#### Source
Machine Learning Solutions: Recommender System Design

This blog post was originally posted here, and is replicated here in its entirety.

Recommender systems are now ubiquitous in our daily lives. From Amazon indicating similar products, to Netflix suggesting TV shows, even down to which version of a given advertisement you get in the mail, every business seems to be using recommender systems in order to improve their service. While recommender systems may seem too complex to implement, machine learning libraries such as Spark’s MLlib and Mahout can make the development of such systems easier than you might think. In this post, I’ll first define some common terms in the area, including common approaches for implementing recommender systems. Then I’ll go through the process of designing a recommender system at a high level.


Background Terminology

Before we get started, there are some important concepts you’ll need to understand in order to properly design a recommender system. First, a recommender system is defined as a system which attempts to predict a user’s preferences or rating without asking the user about that particular item. Instead, it uses the user’s previous ratings for other products, as well as other customer’s ratings and guesses what the customer’s rating or preference will be.

Many machine learning algorithms, including some used in recommender engines, require two phases in order to be effective: a training phase and a query phase. In the training phase, all data about all customer’s preferences are combined, and the algorithm creates a model of how it views the world. This may include groupings of what customers are similar to each other, or just internal data structures it can use to quickly generate a prediction later. The training phase often requires a lot of time and memory, whereas the query phase is generally pretty fast.

These systems are often non-deterministic, so training multiple models may give different recommendations for a single customer. You can make the algorithm more deterministic by using a seed, which is a long integer which can be used to ensure reduce the randomness of the model that is created. The query phase is rarely non-deterministic, so seeds are not used in that phase.

Many systems also include hyperparameters, which are values which can be tweaked that change how the system works as a whole. These values can be used to make the system run faster, or to get more accuracy. It can also be used to avoid a scenario called overfitting, where the model ends up matching the noise in the training data instead of the general trend, causing bad predictions.
########
#### Entries provided
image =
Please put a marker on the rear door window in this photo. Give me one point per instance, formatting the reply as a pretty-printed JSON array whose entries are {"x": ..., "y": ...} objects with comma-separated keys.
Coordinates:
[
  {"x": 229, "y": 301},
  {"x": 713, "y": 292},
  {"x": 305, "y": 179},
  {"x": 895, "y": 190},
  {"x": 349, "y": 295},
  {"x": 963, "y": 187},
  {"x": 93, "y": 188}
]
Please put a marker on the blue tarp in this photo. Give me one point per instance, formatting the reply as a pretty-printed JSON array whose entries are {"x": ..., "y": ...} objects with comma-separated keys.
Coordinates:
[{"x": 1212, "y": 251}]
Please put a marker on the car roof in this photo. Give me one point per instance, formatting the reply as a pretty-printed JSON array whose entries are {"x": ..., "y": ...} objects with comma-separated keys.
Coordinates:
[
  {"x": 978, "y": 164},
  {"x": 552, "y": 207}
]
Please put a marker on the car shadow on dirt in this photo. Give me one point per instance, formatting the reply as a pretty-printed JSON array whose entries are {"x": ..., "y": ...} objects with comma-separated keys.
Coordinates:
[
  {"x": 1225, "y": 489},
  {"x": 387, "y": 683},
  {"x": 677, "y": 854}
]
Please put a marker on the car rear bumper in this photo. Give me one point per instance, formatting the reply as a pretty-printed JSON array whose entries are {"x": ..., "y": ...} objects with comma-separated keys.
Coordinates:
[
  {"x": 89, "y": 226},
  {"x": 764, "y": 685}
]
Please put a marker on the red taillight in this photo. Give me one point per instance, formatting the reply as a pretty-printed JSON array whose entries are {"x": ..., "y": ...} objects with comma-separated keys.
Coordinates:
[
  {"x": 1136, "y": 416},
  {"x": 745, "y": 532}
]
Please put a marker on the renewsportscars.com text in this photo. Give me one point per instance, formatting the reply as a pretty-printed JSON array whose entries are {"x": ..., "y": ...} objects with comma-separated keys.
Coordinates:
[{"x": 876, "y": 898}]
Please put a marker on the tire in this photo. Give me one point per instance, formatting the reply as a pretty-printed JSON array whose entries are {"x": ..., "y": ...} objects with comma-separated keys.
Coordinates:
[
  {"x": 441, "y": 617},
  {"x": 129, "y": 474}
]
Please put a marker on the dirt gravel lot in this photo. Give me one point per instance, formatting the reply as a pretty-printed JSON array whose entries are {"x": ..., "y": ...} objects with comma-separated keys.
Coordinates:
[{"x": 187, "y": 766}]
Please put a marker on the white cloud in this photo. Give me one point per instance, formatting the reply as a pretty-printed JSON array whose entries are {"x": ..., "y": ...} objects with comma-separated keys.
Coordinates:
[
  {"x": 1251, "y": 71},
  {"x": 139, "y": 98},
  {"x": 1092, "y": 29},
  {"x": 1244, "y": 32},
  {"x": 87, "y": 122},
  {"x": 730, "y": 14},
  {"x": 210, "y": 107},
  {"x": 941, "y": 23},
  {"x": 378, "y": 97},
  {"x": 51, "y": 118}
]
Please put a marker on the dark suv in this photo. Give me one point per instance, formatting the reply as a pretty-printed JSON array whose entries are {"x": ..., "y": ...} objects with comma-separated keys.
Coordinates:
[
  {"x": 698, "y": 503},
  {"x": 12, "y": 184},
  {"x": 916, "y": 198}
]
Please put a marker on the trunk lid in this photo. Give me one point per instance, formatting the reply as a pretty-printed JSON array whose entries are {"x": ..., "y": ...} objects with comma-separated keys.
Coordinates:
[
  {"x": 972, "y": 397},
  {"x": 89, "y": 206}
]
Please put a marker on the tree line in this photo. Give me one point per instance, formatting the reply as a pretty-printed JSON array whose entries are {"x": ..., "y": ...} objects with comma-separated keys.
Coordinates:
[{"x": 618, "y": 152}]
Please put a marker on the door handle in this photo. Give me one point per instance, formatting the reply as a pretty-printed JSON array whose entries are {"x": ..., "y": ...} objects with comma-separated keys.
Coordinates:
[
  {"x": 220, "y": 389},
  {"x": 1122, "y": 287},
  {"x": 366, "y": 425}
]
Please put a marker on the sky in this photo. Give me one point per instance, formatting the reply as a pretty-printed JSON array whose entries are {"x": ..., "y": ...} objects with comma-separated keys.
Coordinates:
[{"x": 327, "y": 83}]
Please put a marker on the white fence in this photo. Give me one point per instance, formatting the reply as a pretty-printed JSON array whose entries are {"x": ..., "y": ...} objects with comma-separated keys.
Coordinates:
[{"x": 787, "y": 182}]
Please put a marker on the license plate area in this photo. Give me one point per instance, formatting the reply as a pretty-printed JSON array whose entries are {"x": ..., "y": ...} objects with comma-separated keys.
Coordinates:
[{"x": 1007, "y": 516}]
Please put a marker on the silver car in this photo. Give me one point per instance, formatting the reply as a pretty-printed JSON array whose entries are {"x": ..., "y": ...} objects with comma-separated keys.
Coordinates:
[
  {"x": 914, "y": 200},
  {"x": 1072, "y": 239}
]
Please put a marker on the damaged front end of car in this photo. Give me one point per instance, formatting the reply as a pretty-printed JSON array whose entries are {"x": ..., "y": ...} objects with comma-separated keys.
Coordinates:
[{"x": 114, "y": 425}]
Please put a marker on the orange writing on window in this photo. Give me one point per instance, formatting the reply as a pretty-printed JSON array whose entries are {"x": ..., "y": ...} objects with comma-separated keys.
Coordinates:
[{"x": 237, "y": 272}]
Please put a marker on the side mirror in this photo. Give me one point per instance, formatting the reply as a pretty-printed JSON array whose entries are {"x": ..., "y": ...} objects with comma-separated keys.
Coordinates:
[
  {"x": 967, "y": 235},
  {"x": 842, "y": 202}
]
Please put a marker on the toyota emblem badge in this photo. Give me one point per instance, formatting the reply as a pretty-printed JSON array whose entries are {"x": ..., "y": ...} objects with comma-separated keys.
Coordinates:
########
#### Entries provided
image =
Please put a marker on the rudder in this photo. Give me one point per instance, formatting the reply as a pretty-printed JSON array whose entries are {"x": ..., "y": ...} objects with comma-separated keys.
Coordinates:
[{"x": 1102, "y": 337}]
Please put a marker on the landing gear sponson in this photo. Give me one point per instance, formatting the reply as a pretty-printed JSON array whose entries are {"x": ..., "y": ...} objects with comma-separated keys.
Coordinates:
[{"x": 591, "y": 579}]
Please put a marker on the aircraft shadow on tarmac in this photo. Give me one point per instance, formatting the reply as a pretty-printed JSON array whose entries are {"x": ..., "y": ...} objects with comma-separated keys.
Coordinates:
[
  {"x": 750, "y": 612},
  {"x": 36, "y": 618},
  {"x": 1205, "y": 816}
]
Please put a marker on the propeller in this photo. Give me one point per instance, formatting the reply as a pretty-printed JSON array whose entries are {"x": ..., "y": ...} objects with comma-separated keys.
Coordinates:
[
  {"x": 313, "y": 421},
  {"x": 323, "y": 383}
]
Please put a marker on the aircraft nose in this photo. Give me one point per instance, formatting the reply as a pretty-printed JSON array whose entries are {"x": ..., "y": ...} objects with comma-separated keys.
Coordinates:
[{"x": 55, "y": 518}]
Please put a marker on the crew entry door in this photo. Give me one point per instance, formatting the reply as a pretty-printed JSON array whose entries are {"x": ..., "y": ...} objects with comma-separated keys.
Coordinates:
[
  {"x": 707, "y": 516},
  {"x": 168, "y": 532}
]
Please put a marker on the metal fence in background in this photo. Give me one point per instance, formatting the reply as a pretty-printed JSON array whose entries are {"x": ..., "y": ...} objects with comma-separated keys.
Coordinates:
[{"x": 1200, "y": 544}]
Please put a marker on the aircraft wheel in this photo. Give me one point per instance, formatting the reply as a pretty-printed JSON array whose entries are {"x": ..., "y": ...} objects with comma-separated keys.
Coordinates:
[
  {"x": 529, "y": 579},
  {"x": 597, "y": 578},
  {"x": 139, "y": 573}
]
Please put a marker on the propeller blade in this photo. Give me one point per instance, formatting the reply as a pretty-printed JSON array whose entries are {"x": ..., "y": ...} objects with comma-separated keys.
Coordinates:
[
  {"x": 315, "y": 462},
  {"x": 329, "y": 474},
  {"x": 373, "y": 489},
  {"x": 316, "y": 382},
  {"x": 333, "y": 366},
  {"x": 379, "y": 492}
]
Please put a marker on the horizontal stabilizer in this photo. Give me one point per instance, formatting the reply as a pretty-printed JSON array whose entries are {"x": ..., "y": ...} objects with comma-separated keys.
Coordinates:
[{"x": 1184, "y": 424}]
########
▶ Tasks to perform
1. Give again, word for word, the part of the recommender system post that opens with the words containing "Machine Learning Solutions: Recommender" and closes with "a high level.".
2. Decide whether each statement agrees with the recommender system post, answering yes or no and quoting the words of the post that settle it. (a) The query phase generally takes more time than the training phase. (b) Overfitting is when the model matches the noise in the training data rather than the general trend. (c) Spark's MLlib and Mahout are named as machine learning libraries that can ease the development of recommender systems.

▶ Solutions to the tasks
1.
Machine Learning Solutions: Recommender System Design

This blog post was originally posted here, and is replicated here in its entirety.

Recommender systems are now ubiquitous in our daily lives. From Amazon indicating similar products, to Netflix suggesting TV shows, even down to which version of a given advertisement you get in the mail, every business seems to be using recommender systems in order to improve their service. While recommender systems may seem too complex to implement, machine learning libraries such as Spark’s MLlib and Mahout can make the development of such systems easier than you might think. In this post, I’ll first define some common terms in the area, including common approaches for implementing recommender systems. Then I’ll go through the process of designing a recommender system at a high level.

2.
(a) No: "The training phase often requires a lot of time and memory, whereas the query phase is generally pretty fast."
(b) Yes: "where the model ends up matching the noise in the training data instead of the general trend"
(c) Yes: "machine learning libraries such as Spark’s MLlib and Mahout can make the development of such systems easier than you might think"